#### [ACTION ITEM]
Exclude the pictures, then restate exactly each line of the data below from the first through the line containing "box: [409, 282, 443, 330]".

Data excerpts
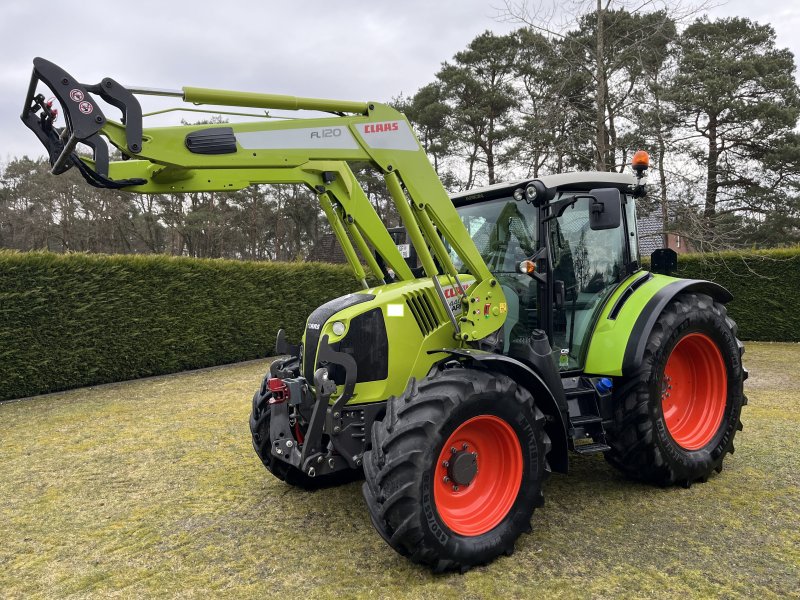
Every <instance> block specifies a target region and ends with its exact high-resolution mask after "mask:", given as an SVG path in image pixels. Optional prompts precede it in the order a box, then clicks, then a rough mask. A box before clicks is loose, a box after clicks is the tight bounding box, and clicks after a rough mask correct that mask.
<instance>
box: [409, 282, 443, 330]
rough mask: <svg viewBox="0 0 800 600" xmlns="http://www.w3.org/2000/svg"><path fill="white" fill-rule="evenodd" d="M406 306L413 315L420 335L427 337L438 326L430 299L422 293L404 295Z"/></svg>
mask: <svg viewBox="0 0 800 600" xmlns="http://www.w3.org/2000/svg"><path fill="white" fill-rule="evenodd" d="M405 298H406V305H407V306H408V309H409V310H410V311H411V314H412V315H414V319H415V320H416V321H417V325H419V330H420V331H421V332H422V335H428V334H429V333H430V332H432V331H433V330H434V329H436V328H437V327H438V326H439V317H438V315H437V314H436V311H435V310H434V308H433V304H432V303H431V300H430V298H428V296H427V295H426V294H425V293H424V292H422V291H417V292H410V293H408V294H405Z"/></svg>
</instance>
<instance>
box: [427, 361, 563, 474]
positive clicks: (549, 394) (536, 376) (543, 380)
mask: <svg viewBox="0 0 800 600" xmlns="http://www.w3.org/2000/svg"><path fill="white" fill-rule="evenodd" d="M437 352H444V353H447V354H449V355H451V356H453V357H455V358H457V359H459V360H461V361H463V362H466V363H470V362H472V363H477V364H480V365H481V366H482V367H484V368H486V367H489V368H491V369H492V370H495V371H498V372H500V373H503V374H504V375H508V376H509V377H511V379H513V380H514V381H516V382H517V383H518V384H520V385H522V386H524V387H525V388H527V389H528V391H530V393H531V395H533V397H534V399H535V401H536V406H537V408H538V409H539V410H541V411H542V412H543V413H544V414H545V415H546V417H547V421H546V424H545V426H544V429H545V431H546V432H547V435H548V436H549V437H550V442H551V447H550V454H548V459H547V460H548V462H549V464H550V468H551V469H552V470H553V471H555V472H557V473H566V472H567V470H568V468H569V445H568V442H567V418H568V417H567V403H566V399H565V398H564V389H563V388H562V387H559V388H558V389H556V390H552V389H550V387H549V386H548V385H547V384H546V383H545V378H544V377H543V376H542V374H539V373H537V372H536V371H535V370H534V369H532V368H531V367H529V366H528V365H526V364H525V363H523V362H521V361H518V360H516V359H514V358H511V357H510V356H505V355H503V354H495V353H493V352H486V351H484V350H473V349H469V348H447V349H443V350H439V351H437ZM559 381H560V380H559ZM559 400H560V402H559Z"/></svg>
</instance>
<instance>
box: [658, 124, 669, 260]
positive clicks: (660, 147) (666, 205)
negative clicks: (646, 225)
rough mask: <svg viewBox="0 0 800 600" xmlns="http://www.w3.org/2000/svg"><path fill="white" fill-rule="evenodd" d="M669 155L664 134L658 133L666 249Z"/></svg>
mask: <svg viewBox="0 0 800 600" xmlns="http://www.w3.org/2000/svg"><path fill="white" fill-rule="evenodd" d="M666 154H667V145H666V143H665V142H664V134H663V132H662V131H660V130H659V132H658V183H659V186H660V187H661V194H660V195H661V233H662V235H663V237H664V248H668V247H669V233H667V230H668V228H669V210H668V206H667V171H666V169H664V157H665V156H666Z"/></svg>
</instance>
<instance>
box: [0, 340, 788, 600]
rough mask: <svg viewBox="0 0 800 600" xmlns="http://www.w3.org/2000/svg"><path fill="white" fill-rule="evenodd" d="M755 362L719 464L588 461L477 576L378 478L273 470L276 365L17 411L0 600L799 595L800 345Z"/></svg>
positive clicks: (5, 485)
mask: <svg viewBox="0 0 800 600" xmlns="http://www.w3.org/2000/svg"><path fill="white" fill-rule="evenodd" d="M745 358H746V365H747V366H748V368H749V369H750V373H751V376H750V380H749V381H748V382H747V394H748V395H749V397H750V404H749V406H747V407H746V408H745V412H744V417H743V421H744V431H743V432H741V433H740V434H738V436H737V439H736V454H735V455H733V456H729V457H728V459H727V460H726V461H725V470H724V471H723V472H722V473H721V474H720V475H716V476H714V477H712V478H711V480H710V481H709V482H708V483H706V484H698V485H694V486H693V487H692V488H691V489H681V488H675V489H658V488H652V487H648V486H644V485H639V484H636V483H632V482H630V481H627V480H625V479H624V478H623V477H622V476H620V475H619V474H618V473H617V472H616V471H614V470H613V469H612V468H611V467H609V466H607V465H606V463H605V462H604V460H603V459H602V457H600V456H594V457H578V456H575V457H573V459H572V470H571V473H570V475H569V476H562V475H554V476H553V477H552V478H551V479H550V480H549V482H548V483H547V485H546V489H545V495H546V498H547V501H546V504H545V507H544V508H543V509H541V510H537V511H536V514H535V515H534V520H533V523H534V530H533V533H532V534H530V535H525V536H523V537H522V538H521V539H520V540H519V541H518V543H517V551H516V553H515V554H514V555H513V556H511V557H508V558H506V557H503V558H500V559H499V560H497V561H496V562H494V563H493V564H491V565H489V566H487V567H483V568H478V569H474V570H472V571H470V572H468V573H467V574H465V575H456V574H451V575H443V576H434V575H432V574H431V573H429V572H428V571H427V570H426V569H424V568H421V567H418V566H416V565H413V564H411V563H410V562H408V561H407V560H406V559H404V558H401V557H400V556H398V555H396V554H395V553H394V552H393V551H392V550H391V549H390V548H389V547H388V546H387V545H386V544H385V543H384V542H383V541H382V540H381V538H380V537H379V536H378V535H377V533H376V532H375V531H374V530H373V528H372V525H371V524H370V521H369V517H368V516H367V511H366V507H365V505H364V501H363V499H362V497H361V485H360V483H355V484H350V485H347V486H345V487H341V488H337V489H331V490H325V491H320V492H316V493H313V494H309V493H305V492H301V491H297V490H295V489H292V488H290V487H288V486H286V485H285V484H283V483H282V482H280V481H278V480H276V479H274V478H272V477H271V476H270V475H269V474H268V473H267V472H266V471H265V469H264V468H263V467H262V466H261V463H260V462H259V461H258V459H257V457H256V456H255V454H254V453H253V450H252V447H251V445H250V433H249V430H248V426H247V418H248V414H249V411H250V398H251V396H252V392H253V391H254V389H255V388H256V386H257V385H258V383H259V381H260V378H261V375H262V373H263V372H264V371H265V369H266V367H267V364H268V363H267V361H258V362H252V363H246V364H241V365H234V366H228V367H220V368H215V369H210V370H204V371H198V372H191V373H185V374H179V375H174V376H168V377H159V378H154V379H147V380H140V381H133V382H127V383H120V384H112V385H107V386H101V387H97V388H88V389H80V390H74V391H71V392H67V393H62V394H52V395H48V396H42V397H37V398H32V399H26V400H23V401H17V402H8V403H5V404H0V597H4V598H29V597H65V596H71V597H81V596H98V597H99V596H102V597H107V596H116V597H125V598H140V597H150V596H166V597H204V596H207V595H214V596H227V597H231V598H249V597H283V598H286V597H289V598H349V597H376V598H402V597H408V598H480V597H487V598H492V597H504V598H522V597H534V596H536V597H543V598H554V597H563V598H581V597H587V598H588V597H607V598H617V597H639V598H650V597H656V596H661V597H672V598H674V597H720V596H721V597H733V596H743V597H753V598H764V597H784V596H787V595H790V596H791V595H794V596H798V595H800V459H798V456H799V455H800V446H799V445H798V441H800V436H799V435H798V432H800V376H798V372H799V371H800V345H796V344H794V345H790V344H755V343H753V344H748V345H747V353H746V356H745Z"/></svg>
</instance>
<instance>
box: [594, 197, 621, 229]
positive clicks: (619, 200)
mask: <svg viewBox="0 0 800 600" xmlns="http://www.w3.org/2000/svg"><path fill="white" fill-rule="evenodd" d="M589 194H590V197H591V198H592V202H591V204H589V227H590V228H591V229H592V231H599V230H602V229H616V228H617V227H619V226H620V223H621V222H622V197H621V196H620V193H619V190H618V189H616V188H598V189H595V190H591V191H590V192H589Z"/></svg>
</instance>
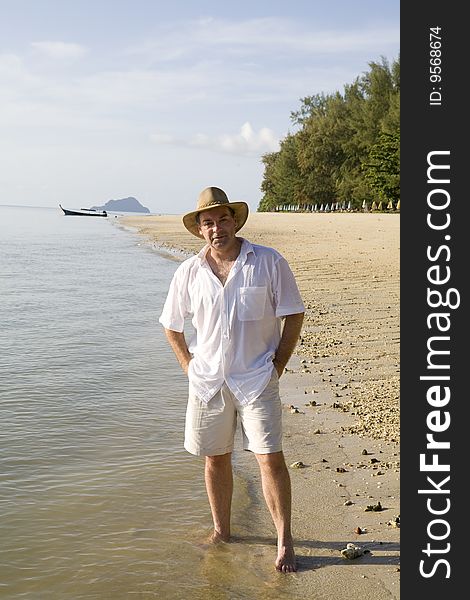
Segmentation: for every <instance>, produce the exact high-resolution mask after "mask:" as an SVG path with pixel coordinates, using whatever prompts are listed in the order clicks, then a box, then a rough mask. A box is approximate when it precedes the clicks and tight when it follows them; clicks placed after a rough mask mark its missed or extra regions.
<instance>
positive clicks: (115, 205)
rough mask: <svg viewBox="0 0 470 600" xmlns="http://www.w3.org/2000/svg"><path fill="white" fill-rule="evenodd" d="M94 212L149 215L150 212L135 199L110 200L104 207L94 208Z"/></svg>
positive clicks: (145, 206) (122, 198) (124, 198)
mask: <svg viewBox="0 0 470 600" xmlns="http://www.w3.org/2000/svg"><path fill="white" fill-rule="evenodd" d="M92 208H93V209H94V210H107V211H110V212H143V213H149V212H150V210H149V209H148V208H147V207H146V206H142V204H141V203H140V202H139V201H138V200H137V198H134V197H133V196H129V198H119V199H118V200H108V202H106V204H105V205H104V206H92Z"/></svg>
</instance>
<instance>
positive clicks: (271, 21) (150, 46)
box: [128, 17, 399, 63]
mask: <svg viewBox="0 0 470 600" xmlns="http://www.w3.org/2000/svg"><path fill="white" fill-rule="evenodd" d="M397 39H399V29H398V28H397V26H396V25H390V26H389V27H387V26H373V25H369V27H368V28H367V27H364V28H362V29H359V28H356V29H353V28H351V29H349V30H344V29H338V30H334V29H331V30H325V29H319V30H317V31H316V30H315V29H314V28H312V27H311V26H308V27H305V26H303V25H302V24H301V23H299V22H295V21H293V20H291V19H286V18H280V17H264V18H257V19H245V20H239V21H228V20H225V19H219V18H203V19H199V20H195V21H186V22H178V23H177V24H174V26H171V25H170V26H168V25H167V26H166V27H165V29H162V30H161V31H159V32H158V35H156V36H155V38H154V39H149V40H147V41H145V42H143V43H142V44H141V45H139V46H135V47H133V48H130V49H129V50H128V52H129V54H139V55H141V56H142V57H143V58H144V59H148V60H149V61H150V62H151V63H155V62H164V61H169V60H180V59H182V58H183V57H189V58H193V59H194V58H195V57H197V56H199V55H200V54H201V53H204V52H207V51H208V50H209V49H212V51H214V50H215V49H216V50H217V56H218V57H219V58H220V56H221V54H224V55H225V56H226V57H230V56H231V57H234V58H236V59H239V58H240V57H241V56H246V57H249V56H256V57H257V58H258V59H259V58H260V56H261V55H266V56H269V57H271V56H272V52H273V49H275V52H276V55H277V56H280V55H289V54H298V53H302V54H305V55H307V56H308V55H311V56H318V55H341V56H343V55H344V53H355V52H364V51H368V50H369V49H373V48H376V47H377V46H382V47H384V48H385V47H386V46H388V45H391V46H393V47H395V46H396V43H397ZM169 49H171V51H170V50H169ZM372 58H376V57H371V59H372ZM377 58H378V57H377Z"/></svg>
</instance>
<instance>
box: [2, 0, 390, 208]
mask: <svg viewBox="0 0 470 600" xmlns="http://www.w3.org/2000/svg"><path fill="white" fill-rule="evenodd" d="M399 4H400V3H399V0H373V1H372V0H362V1H361V0H358V1H356V2H354V1H345V0H344V1H343V0H331V1H329V2H327V1H325V0H321V1H317V0H310V1H304V0H295V1H291V2H286V1H285V0H284V1H283V2H276V1H274V0H272V1H270V2H265V1H259V2H257V1H255V0H253V1H252V2H247V1H245V0H243V1H239V2H237V3H236V4H235V3H223V2H220V1H219V2H215V1H209V0H206V1H199V2H190V1H189V0H188V1H177V0H176V1H173V2H172V3H170V2H168V0H166V1H164V2H163V1H160V0H153V1H151V0H114V1H113V2H111V1H109V0H102V1H97V0H95V1H89V0H81V1H78V0H61V1H59V0H41V1H35V0H0V90H1V92H0V128H1V130H0V190H1V194H2V200H0V203H1V204H14V205H31V206H57V205H58V203H59V202H60V203H61V204H62V205H64V206H69V207H81V206H91V205H96V204H104V203H105V202H106V201H107V200H109V199H111V198H114V199H116V198H122V197H125V196H135V197H136V198H137V199H138V200H139V201H140V202H141V203H142V204H144V205H145V206H148V207H149V208H150V210H151V211H152V212H156V213H159V212H161V213H183V212H186V211H188V210H191V209H193V208H194V206H195V202H196V198H197V195H198V193H199V191H200V190H201V189H203V188H204V187H206V186H209V185H216V186H219V187H222V188H224V189H225V190H226V191H227V193H228V195H229V197H230V198H231V199H232V200H245V201H246V202H248V204H249V205H250V208H251V209H252V210H256V207H257V206H258V203H259V200H260V199H261V195H262V194H261V190H260V185H261V182H262V177H263V165H262V162H261V156H262V155H263V154H264V153H265V152H271V151H275V150H277V149H278V144H279V140H280V139H282V138H283V137H284V136H285V135H286V134H287V133H288V131H290V130H292V124H291V121H290V113H291V112H292V111H295V110H297V109H298V108H299V106H300V99H301V98H304V97H306V96H310V95H313V94H317V93H321V92H325V93H329V92H333V91H336V90H339V91H342V90H343V86H344V85H345V84H347V83H351V82H352V81H354V79H355V78H356V77H357V76H359V75H360V74H361V73H363V72H364V71H367V70H368V63H369V62H370V61H379V60H380V59H381V57H385V58H386V59H388V60H389V61H390V62H391V61H393V60H395V59H396V58H397V57H398V53H399V42H400V31H399V24H400V15H399Z"/></svg>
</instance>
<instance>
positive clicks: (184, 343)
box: [165, 329, 192, 375]
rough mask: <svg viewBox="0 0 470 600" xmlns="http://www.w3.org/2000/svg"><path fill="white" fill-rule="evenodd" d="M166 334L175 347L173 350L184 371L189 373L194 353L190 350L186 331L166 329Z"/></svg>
mask: <svg viewBox="0 0 470 600" xmlns="http://www.w3.org/2000/svg"><path fill="white" fill-rule="evenodd" d="M165 334H166V337H167V339H168V341H169V342H170V346H171V347H172V348H173V352H174V353H175V355H176V358H177V359H178V362H179V363H180V365H181V368H182V369H183V371H184V372H185V373H186V375H187V374H188V367H189V363H190V361H191V359H192V355H191V353H190V352H189V350H188V346H187V344H186V339H185V337H184V333H180V332H179V331H173V330H171V329H165Z"/></svg>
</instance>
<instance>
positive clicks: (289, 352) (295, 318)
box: [273, 313, 304, 377]
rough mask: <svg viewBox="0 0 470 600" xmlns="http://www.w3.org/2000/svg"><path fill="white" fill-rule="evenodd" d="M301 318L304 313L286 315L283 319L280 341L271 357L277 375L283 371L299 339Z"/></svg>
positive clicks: (283, 371) (281, 374) (290, 356)
mask: <svg viewBox="0 0 470 600" xmlns="http://www.w3.org/2000/svg"><path fill="white" fill-rule="evenodd" d="M303 320H304V313H297V314H295V315H287V316H286V318H285V320H284V328H283V330H282V335H281V341H280V342H279V346H278V348H277V350H276V354H275V356H274V359H273V364H274V366H275V368H276V371H277V374H278V375H279V377H280V376H281V375H282V373H283V372H284V368H285V366H286V365H287V363H288V362H289V358H290V357H291V356H292V353H293V352H294V348H295V346H296V344H297V342H298V340H299V335H300V330H301V329H302V323H303Z"/></svg>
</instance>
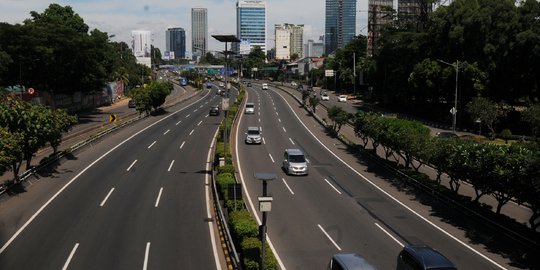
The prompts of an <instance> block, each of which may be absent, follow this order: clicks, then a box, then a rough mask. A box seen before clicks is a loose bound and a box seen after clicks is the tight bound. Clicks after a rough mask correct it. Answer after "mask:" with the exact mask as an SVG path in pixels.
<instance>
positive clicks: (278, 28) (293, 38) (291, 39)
mask: <svg viewBox="0 0 540 270" xmlns="http://www.w3.org/2000/svg"><path fill="white" fill-rule="evenodd" d="M275 36H276V44H275V45H276V59H284V60H289V59H291V55H293V54H297V55H298V58H302V57H303V55H304V52H303V48H302V44H303V41H304V25H303V24H298V25H294V24H288V23H285V24H276V25H275Z"/></svg>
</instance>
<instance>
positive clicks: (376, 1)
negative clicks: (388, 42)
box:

#### [YOUR SOLUTION]
Every <instance> block specifies a target region and ends with its exact high-resolution mask after "mask:", given as an SVG path in image pixels. Optional prompts precede it in the order a box, then clicks, then a rough mask. A box before clicks is loose, a box after clicks is the tight bounding box, and clicks after a rough mask correct that mask.
<instance>
box: [409, 282, 443, 330]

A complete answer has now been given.